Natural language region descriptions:
== Segment start ==
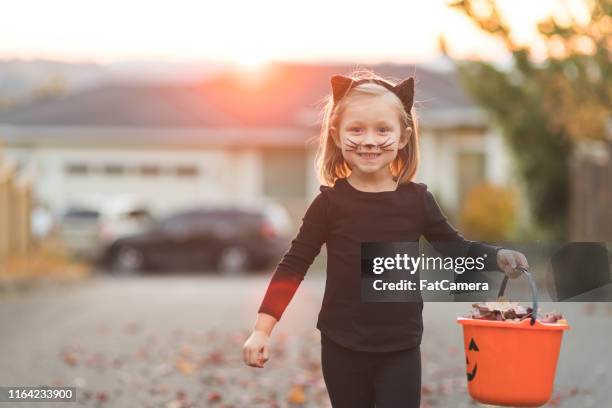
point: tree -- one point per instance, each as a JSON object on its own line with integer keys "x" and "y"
{"x": 544, "y": 107}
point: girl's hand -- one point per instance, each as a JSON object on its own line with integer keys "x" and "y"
{"x": 255, "y": 350}
{"x": 509, "y": 260}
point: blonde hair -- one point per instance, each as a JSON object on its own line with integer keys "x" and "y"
{"x": 329, "y": 163}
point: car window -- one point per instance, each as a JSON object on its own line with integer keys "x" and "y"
{"x": 80, "y": 213}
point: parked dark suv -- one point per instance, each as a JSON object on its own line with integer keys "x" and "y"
{"x": 226, "y": 240}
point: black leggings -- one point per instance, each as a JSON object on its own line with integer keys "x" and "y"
{"x": 365, "y": 379}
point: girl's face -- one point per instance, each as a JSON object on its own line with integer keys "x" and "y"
{"x": 370, "y": 134}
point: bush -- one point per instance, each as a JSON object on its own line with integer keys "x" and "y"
{"x": 489, "y": 213}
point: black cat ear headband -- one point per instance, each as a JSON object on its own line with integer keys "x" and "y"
{"x": 341, "y": 85}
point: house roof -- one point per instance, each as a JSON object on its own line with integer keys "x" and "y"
{"x": 286, "y": 96}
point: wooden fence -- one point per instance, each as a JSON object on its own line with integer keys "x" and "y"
{"x": 15, "y": 213}
{"x": 591, "y": 192}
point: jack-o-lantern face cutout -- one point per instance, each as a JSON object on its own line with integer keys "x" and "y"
{"x": 471, "y": 373}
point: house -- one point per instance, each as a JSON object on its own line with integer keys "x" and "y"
{"x": 234, "y": 138}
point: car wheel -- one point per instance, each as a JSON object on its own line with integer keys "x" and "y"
{"x": 233, "y": 260}
{"x": 127, "y": 260}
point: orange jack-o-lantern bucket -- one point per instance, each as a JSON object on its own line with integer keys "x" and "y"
{"x": 512, "y": 363}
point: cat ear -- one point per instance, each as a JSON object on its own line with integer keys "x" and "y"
{"x": 405, "y": 91}
{"x": 340, "y": 85}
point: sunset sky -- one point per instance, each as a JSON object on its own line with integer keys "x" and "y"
== Segment end ==
Your goal:
Every line from the one with "point: wooden fence" to the end of the records above should be returned exactly, and no other lines.

Exercise answer:
point: wooden fence -- one point per instance, each as a JSON object on its own line with integer keys "x" and "y"
{"x": 15, "y": 213}
{"x": 591, "y": 192}
point: jack-o-lantern face cutout -- one point per instance, each as a JSON object on its own line with integer keys "x" and "y"
{"x": 471, "y": 373}
point: house -- one point per instance, each as a JSON object on its own line with integer keys "x" and "y"
{"x": 234, "y": 138}
point: car wheel -- one point per instance, each as a JSON object on its own line with integer keys "x" and "y"
{"x": 233, "y": 260}
{"x": 127, "y": 260}
point: orange jack-o-lantern bucket -- one point per instance, each as a JSON object on its own line with integer keys "x" and "y"
{"x": 512, "y": 363}
point: cat ear -- one point per instance, each as a JSON object on its own line with integer keys "x" and "y"
{"x": 405, "y": 91}
{"x": 340, "y": 85}
point: sunset sky -- one point per instance, each as a JSON object on its own line with integer keys "x" and "y"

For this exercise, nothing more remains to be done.